Exercise instructions - Would you retype every entry that follows without altering a word?
*** Block opens ***
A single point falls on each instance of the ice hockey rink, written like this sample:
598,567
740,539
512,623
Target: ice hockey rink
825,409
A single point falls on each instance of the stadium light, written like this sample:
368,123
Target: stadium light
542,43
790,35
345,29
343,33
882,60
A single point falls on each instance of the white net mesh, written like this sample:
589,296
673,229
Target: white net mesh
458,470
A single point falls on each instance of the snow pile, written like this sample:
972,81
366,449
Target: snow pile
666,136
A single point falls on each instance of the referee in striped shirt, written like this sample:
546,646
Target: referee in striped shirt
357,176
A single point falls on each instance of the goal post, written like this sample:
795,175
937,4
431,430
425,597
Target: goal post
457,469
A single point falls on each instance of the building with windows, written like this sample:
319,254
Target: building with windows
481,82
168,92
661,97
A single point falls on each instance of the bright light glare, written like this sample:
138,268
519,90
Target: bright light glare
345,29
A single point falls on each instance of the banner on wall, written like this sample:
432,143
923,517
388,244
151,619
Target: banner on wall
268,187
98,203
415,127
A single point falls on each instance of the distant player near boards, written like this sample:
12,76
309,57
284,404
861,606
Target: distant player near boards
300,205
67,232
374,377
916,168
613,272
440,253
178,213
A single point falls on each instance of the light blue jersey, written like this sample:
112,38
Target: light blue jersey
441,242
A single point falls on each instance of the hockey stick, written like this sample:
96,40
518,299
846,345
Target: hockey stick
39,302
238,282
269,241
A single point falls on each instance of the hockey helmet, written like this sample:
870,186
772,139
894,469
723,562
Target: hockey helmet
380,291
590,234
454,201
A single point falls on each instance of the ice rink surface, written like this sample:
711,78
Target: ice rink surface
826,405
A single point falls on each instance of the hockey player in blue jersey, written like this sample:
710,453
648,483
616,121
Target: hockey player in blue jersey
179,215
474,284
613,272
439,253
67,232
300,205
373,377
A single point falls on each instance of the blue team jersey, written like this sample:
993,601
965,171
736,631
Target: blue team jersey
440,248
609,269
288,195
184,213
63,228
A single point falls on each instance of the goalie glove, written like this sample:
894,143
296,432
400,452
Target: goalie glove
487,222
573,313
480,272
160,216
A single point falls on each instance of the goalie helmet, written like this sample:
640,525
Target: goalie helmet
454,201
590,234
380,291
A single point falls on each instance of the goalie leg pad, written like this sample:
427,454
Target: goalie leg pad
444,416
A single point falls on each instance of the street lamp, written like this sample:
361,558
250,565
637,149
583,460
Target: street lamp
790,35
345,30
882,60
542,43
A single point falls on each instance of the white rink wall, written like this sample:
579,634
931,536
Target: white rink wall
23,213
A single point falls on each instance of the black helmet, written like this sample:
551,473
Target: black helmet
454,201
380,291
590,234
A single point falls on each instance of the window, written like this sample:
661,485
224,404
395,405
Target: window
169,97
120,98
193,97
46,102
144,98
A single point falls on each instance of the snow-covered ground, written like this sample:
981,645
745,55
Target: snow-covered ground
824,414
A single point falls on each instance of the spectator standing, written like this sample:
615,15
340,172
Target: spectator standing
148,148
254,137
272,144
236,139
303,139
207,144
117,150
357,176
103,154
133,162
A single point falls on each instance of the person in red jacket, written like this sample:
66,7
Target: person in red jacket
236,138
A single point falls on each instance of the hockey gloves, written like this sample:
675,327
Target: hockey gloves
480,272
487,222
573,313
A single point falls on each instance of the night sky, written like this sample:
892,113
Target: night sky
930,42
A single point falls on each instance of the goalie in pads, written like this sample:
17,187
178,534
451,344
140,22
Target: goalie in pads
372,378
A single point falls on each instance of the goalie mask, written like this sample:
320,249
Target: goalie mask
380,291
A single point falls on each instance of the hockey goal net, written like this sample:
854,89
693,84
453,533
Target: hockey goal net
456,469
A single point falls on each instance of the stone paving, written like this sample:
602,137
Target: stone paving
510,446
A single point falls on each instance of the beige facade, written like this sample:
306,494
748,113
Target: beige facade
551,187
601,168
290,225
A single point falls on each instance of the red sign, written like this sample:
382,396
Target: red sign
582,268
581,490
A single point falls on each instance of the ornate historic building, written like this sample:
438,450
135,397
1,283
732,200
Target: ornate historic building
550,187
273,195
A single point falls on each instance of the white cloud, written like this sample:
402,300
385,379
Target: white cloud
*** Block closes ***
Response to this task -
A single point falls on each instance of the ice hockey rink, written like this sample:
598,567
740,539
512,623
Target: ice hockey rink
825,409
A single point falls on each instance of the stadium light, written like this sample:
368,123
Target: stadium light
542,43
790,35
345,29
343,33
882,60
A single point falls on each instance of the white net mesh, written like this sample:
589,296
673,229
Target: white net mesh
458,470
A single point falls on each instance of the snow pile, written like this sample:
972,81
366,449
Target: snow pile
666,136
A single point falls on each instance of the referee in striped shirt, written like this sample:
546,646
Target: referee in striped shirt
357,176
A single point falls on each instance of the goal post, written like this sample:
795,175
937,4
431,430
425,597
Target: goal post
457,469
A single point falls on each instance of the building with windows, written like this sample:
319,254
Target: building with windows
481,82
168,92
661,97
A single point falls on each instance of the bright light glare, written like this sample:
138,268
519,90
Target: bright light glare
345,29
A single point falls on each instance of the banner on wall, written like this sample:
432,143
923,517
388,244
151,619
Target: banner on wall
268,187
98,203
415,127
A single point falls on each instance of the distant player near boards, written like this sample:
12,76
309,57
284,404
861,606
Target: distant player near boards
300,205
67,232
374,377
916,168
613,272
440,253
178,213
A single point falls on each instance of the light blue jersey, written like this sample:
112,38
Target: light blue jersey
441,242
A single point falls on each instance of the hockey stick, written like this sample:
96,40
518,299
846,345
Target: hockey stick
39,302
238,282
269,241
A single point falls on each instance of the hockey helmet, written like this sample:
870,186
772,139
894,469
723,562
Target: hockey helmet
380,291
590,234
454,201
A single point falls on each instance of the ice rink surface, written like this sample:
711,78
Target: ice rink surface
826,405
A single point falls on each instance of the hockey player in blue jersey, written like this sample:
710,453
648,483
616,121
Target: hockey player in blue jersey
179,215
474,284
613,272
439,253
67,232
300,205
373,377
A single point falls on each instance of the blue team jersey, written like this sample:
993,601
965,171
736,631
Target: blue team jersey
440,248
609,269
288,195
184,213
63,228
A single point falls on each instance of the goalie glove, written like this sample:
894,143
296,432
400,452
Target: goalie glove
487,222
573,313
480,272
160,216
A single point falls on each instance of the goalie helmet, written like this sample:
640,525
Target: goalie helmet
454,201
590,234
380,291
A single point falls on each instance of the goalie leg pad, written like this sample:
427,454
Target: goalie leg pad
444,416
A single point falls on each instance of the street lamp, written like this sample:
361,558
250,565
637,149
583,460
Target: street lamp
790,35
345,30
882,60
542,43
A single point falls on each instance of the white rink wall, written like this sample:
579,634
931,536
Target: white rink wall
23,213
A single point falls on each instance of the black helmet, written like this sample:
551,473
Target: black helmet
454,201
380,291
590,234
A single point falls on each instance of the window, written like this sample:
661,485
224,404
395,405
Target: window
169,97
120,98
193,97
46,102
144,98
A single point falls on each instance of the snow-covered ground, written like this sample:
981,645
745,55
Target: snow-covered ground
824,414
A single point falls on each instance of the spectator standing, written like this sample:
615,15
340,172
Target: spectator standing
148,148
254,137
272,144
236,139
303,139
207,144
117,150
357,176
103,154
133,162
A single point falls on each instance of the person in red jacket, written like this sample:
66,7
Target: person in red jacket
236,138
A single point falls on each instance of the hockey gloves, written like this sample:
675,327
Target: hockey gloves
480,272
487,222
573,313
A single point falls on each instance of the night sky, written like this sample:
892,113
Target: night sky
930,42
A single point falls on each instance of the goalie in pads, written like this sample:
17,187
178,534
451,344
140,22
Target: goalie in pads
372,378
A single point falls on each instance of the goalie mask, written like this sample:
320,249
Target: goalie mask
380,291
A single point falls on each instance of the hockey goal net, written like this sample:
854,89
693,84
453,533
Target: hockey goal net
456,469
A single point falls on each instance of the stone paving, written like this sample:
602,137
Target: stone paving
510,446
A single point falls on each instance of the beige facade, written like this sample:
306,494
748,113
Target: beige facade
551,187
601,168
290,225
A single point falls on each instance of the red sign, written like this sample:
382,396
Target: red sign
582,268
581,490
A single point falls on each instance of the ornate historic building, written like this sample:
438,450
135,397
1,283
732,200
Target: ornate historic building
550,187
273,195
A single point falls on each instance of the white cloud, written like this sample:
402,300
385,379
Target: white cloud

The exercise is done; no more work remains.